**Exercício proposto**
Pode transcrever sem nenhuma alteração as linhas da listagem abaixo, da linha que contém "of the stone" até a linha que contém "pixel 246 150", incluindo as duas?

◆ ◆ ◆ ◆ ◆ ◆ ◆

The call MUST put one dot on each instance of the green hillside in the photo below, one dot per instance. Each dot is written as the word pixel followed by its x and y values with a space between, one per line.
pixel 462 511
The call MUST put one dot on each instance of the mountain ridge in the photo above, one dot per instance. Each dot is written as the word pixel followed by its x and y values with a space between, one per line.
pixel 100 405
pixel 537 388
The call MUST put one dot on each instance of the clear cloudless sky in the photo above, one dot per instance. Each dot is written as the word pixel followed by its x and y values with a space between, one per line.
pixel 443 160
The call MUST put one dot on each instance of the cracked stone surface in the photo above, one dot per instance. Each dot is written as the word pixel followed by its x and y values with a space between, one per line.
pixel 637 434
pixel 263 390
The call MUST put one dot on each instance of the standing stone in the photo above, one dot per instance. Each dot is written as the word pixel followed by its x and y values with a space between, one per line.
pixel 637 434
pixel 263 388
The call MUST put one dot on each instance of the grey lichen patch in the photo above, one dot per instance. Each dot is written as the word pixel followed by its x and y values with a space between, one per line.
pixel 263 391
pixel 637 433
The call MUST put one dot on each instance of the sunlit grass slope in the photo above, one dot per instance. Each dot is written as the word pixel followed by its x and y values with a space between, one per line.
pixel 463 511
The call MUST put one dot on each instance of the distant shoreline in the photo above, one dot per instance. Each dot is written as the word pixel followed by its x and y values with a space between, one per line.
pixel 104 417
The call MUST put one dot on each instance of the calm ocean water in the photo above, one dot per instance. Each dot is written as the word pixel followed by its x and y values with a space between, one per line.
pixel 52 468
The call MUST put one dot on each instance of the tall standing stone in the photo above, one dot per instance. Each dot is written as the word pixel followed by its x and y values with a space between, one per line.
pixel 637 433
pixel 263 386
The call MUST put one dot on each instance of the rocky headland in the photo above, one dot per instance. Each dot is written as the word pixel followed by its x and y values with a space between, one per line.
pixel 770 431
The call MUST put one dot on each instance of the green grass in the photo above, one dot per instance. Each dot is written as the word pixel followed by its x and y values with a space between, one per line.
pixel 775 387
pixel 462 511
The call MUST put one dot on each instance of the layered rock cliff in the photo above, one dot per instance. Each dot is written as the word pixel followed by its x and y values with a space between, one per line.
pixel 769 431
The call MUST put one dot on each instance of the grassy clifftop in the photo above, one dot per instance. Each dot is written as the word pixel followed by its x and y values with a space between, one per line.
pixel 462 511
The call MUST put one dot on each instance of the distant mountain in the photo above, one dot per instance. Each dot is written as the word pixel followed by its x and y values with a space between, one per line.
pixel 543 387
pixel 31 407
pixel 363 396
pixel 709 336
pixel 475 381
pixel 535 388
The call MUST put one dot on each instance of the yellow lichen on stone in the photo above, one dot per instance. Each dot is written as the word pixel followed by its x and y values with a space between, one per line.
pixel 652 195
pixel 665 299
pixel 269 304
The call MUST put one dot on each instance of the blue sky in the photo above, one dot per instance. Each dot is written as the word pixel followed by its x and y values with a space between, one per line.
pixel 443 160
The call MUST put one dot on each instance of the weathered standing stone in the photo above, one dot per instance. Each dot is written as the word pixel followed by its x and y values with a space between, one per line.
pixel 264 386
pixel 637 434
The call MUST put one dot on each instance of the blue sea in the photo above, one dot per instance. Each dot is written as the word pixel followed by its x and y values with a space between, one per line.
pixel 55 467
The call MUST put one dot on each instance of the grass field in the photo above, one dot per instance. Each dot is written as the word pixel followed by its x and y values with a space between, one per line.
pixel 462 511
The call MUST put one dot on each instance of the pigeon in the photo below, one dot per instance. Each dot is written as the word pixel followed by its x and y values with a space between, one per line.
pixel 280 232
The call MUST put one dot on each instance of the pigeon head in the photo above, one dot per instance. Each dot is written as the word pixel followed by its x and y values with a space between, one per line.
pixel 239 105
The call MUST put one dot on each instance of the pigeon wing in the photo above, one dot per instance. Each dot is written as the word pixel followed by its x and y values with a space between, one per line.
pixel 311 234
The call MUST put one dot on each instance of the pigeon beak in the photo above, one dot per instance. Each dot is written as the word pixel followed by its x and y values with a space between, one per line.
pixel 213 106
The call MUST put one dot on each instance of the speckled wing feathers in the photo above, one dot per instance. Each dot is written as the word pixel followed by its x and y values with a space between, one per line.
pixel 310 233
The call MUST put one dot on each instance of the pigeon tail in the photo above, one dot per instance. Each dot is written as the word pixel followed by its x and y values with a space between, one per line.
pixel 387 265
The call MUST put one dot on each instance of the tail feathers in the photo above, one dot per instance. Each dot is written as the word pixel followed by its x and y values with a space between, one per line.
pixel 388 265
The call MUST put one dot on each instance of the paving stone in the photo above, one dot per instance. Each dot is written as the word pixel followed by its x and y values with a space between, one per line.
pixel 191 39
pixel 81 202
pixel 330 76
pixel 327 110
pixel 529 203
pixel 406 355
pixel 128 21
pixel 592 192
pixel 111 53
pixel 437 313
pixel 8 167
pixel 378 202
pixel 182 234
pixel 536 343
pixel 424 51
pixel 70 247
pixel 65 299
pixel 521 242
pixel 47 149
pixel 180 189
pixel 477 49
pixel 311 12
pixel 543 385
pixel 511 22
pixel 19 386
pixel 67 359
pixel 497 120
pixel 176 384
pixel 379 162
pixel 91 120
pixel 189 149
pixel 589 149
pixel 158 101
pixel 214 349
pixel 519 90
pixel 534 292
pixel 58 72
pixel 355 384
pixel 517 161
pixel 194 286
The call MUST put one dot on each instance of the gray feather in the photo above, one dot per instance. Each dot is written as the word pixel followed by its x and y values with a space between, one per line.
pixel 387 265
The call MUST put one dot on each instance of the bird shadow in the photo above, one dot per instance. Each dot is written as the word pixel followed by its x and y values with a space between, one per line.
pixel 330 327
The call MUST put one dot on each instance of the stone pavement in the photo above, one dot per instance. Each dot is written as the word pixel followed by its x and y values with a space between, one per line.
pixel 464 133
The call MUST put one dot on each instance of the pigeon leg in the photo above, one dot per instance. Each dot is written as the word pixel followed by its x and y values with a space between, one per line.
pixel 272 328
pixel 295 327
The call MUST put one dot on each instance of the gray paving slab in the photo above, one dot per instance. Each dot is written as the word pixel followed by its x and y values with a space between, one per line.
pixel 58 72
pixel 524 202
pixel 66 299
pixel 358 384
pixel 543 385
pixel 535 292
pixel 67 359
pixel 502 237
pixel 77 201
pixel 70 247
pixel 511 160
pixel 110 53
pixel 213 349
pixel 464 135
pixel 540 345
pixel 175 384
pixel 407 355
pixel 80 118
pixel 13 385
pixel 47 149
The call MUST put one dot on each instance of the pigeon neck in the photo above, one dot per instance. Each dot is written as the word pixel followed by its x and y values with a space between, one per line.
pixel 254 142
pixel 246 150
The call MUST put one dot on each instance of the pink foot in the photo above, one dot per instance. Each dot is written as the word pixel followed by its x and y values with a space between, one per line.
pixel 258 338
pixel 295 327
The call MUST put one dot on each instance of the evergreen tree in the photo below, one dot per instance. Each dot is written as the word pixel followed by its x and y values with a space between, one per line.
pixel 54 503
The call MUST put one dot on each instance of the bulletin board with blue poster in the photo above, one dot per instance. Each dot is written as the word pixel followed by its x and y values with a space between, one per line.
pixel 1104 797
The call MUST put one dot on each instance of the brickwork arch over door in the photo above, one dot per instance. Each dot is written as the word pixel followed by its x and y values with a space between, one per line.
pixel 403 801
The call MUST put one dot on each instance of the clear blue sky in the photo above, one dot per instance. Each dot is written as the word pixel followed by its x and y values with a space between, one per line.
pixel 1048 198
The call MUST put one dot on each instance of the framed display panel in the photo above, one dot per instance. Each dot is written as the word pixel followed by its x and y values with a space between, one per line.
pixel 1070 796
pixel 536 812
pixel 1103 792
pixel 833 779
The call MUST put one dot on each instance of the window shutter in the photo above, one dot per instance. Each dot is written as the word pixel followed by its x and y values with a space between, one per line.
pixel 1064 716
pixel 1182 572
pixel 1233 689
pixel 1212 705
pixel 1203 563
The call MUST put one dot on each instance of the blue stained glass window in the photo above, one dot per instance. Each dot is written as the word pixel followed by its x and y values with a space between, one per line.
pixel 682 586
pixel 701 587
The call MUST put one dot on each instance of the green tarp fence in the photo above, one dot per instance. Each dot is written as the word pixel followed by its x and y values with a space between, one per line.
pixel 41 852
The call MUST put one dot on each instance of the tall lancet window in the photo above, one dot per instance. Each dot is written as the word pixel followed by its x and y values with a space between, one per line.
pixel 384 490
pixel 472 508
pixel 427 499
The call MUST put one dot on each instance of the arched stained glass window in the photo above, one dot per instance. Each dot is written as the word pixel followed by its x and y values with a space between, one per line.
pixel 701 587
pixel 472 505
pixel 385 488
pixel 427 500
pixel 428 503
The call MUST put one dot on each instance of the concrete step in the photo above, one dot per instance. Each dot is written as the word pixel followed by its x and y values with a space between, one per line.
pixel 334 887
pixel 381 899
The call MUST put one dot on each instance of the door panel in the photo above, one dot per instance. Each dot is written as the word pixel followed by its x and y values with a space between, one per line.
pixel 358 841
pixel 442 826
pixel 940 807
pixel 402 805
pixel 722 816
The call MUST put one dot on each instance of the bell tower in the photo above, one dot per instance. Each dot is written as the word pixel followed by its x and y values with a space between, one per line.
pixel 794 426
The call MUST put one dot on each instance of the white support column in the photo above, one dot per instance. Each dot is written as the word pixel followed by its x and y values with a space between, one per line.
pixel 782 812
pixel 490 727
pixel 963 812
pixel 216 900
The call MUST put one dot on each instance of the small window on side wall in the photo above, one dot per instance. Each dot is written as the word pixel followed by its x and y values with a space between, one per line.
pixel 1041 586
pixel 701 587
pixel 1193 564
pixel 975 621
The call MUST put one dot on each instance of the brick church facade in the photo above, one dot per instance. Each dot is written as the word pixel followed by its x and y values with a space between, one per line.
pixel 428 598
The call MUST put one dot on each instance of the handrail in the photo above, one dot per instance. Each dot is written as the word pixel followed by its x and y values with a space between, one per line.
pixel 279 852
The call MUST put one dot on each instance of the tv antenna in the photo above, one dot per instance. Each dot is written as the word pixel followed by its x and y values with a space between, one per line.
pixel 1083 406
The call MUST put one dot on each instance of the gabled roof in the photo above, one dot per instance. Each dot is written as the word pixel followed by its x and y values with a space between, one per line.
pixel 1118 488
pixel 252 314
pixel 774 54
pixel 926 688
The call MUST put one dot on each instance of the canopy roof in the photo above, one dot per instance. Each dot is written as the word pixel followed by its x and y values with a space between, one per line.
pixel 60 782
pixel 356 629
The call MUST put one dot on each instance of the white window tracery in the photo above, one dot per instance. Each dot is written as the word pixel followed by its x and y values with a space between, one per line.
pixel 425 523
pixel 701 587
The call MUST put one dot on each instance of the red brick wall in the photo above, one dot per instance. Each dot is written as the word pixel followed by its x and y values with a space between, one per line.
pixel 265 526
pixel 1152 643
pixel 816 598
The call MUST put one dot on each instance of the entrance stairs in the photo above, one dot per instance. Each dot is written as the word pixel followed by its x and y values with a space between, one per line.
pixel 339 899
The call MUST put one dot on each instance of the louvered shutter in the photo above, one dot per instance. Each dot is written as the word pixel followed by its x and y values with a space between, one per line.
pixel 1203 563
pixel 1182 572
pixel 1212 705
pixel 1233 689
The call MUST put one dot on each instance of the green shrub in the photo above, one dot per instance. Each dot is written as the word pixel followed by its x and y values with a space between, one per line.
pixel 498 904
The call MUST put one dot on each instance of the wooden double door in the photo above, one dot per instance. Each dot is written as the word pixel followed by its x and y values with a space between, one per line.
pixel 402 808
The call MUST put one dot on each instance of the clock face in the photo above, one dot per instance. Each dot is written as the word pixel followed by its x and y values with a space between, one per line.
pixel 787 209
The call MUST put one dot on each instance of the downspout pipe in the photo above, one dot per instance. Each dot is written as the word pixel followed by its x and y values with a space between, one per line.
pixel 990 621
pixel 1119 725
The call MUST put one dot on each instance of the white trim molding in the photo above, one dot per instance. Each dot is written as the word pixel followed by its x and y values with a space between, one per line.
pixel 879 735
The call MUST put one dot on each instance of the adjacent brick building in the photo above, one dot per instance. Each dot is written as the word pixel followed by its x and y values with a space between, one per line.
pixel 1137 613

◆ ◆ ◆ ◆ ◆ ◆ ◆

**Resposta do exercício**
The call MUST put one dot on each instance of the stone pavement in the photo above, one dot per instance. Each dot is written as the word pixel followed by its x and y values with a space between, one per line.
pixel 464 133
The call MUST put one dot on each instance of the pigeon leg in the photo above, one dot per instance. Each dot is written as the word pixel followed by its x and y values with a space between, one per line.
pixel 272 328
pixel 295 327
The call MUST put one dot on each instance of the gray paving slab in the photo above, one dot per instance. Each dot is written as the word pixel followed by its x and y values with a space between, one per line.
pixel 58 72
pixel 524 202
pixel 66 299
pixel 358 384
pixel 543 385
pixel 535 292
pixel 67 359
pixel 502 237
pixel 77 201
pixel 70 247
pixel 511 160
pixel 110 53
pixel 213 349
pixel 464 135
pixel 540 345
pixel 175 384
pixel 407 355
pixel 80 118
pixel 13 385
pixel 47 149
The call MUST put one dot on each instance of the pigeon neck in the photo above, one dot per instance. Each dot is written as the word pixel followed by its x and y values with a space between, one per line.
pixel 254 142
pixel 246 150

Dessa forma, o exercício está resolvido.